══ SUPPLIED DATA ══

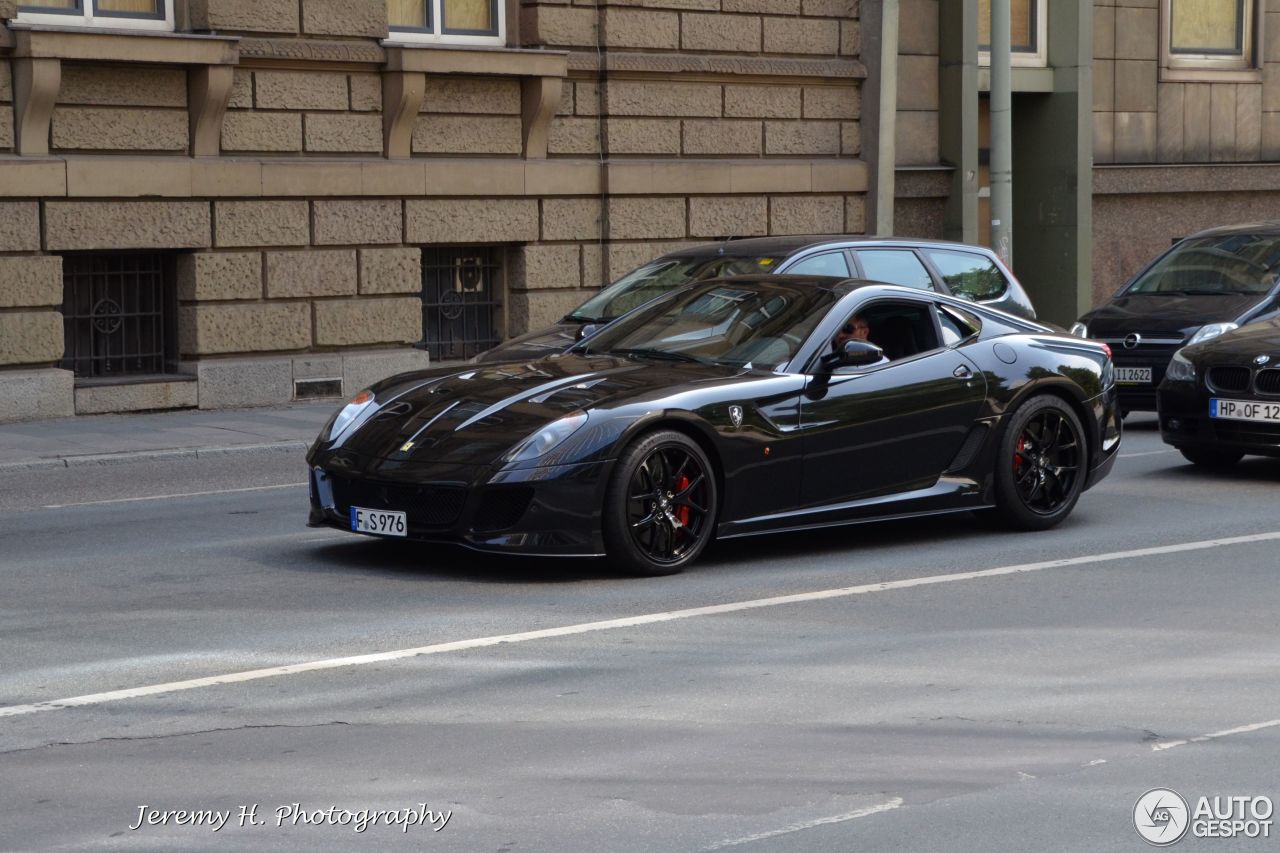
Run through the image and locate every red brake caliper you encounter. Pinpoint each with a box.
[676,474,689,528]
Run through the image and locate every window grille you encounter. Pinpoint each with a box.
[422,248,500,360]
[63,255,178,379]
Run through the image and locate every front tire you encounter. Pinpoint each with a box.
[1178,447,1244,469]
[996,394,1088,530]
[603,429,719,576]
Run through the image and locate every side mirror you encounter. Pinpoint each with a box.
[818,341,884,371]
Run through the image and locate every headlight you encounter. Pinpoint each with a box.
[1187,323,1240,346]
[502,411,586,464]
[1165,350,1196,382]
[329,391,374,441]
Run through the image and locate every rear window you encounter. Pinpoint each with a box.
[924,248,1009,302]
[1124,234,1280,296]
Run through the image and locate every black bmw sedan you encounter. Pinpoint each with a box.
[1158,319,1280,467]
[307,275,1120,575]
[1071,223,1280,411]
[476,236,1036,364]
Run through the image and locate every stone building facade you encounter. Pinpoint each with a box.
[0,0,870,420]
[0,0,1280,420]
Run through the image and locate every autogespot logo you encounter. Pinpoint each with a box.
[1133,788,1190,847]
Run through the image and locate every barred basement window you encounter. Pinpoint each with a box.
[421,248,500,361]
[18,0,173,31]
[387,0,507,45]
[63,254,178,379]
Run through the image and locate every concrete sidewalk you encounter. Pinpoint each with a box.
[0,400,340,473]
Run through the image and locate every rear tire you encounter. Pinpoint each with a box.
[1178,447,1244,469]
[995,394,1088,530]
[603,429,719,578]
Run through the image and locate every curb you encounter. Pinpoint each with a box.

═══

• [WHAT NEEDS TO BE DONE]: Copy out the rows above, unchanged, in the stretch from the line containing "Run through the image and locate every headlight" through the line containing "[1133,788,1190,847]".

• [THE SOLUTION]:
Run through the image and locate every headlight you encounter. Pinpoint each with a box.
[1187,323,1240,346]
[502,411,586,464]
[1165,350,1196,382]
[329,391,374,441]
Run through the image and locate every rear window you encounter. Pinpoint each with a box.
[924,248,1009,302]
[1124,234,1280,296]
Run through the image and locate every black bmw sedan you encounter. Pinpoint each with a box.
[1158,319,1280,467]
[307,275,1120,575]
[1071,223,1280,411]
[476,236,1036,364]
Run through the image and locate every stone building facade you encounter. Pinpoint each with a box.
[0,0,870,420]
[0,0,1280,420]
Run through the image and locate every autogespot logo you encounter. Pinpoint each with a box.
[1133,788,1190,847]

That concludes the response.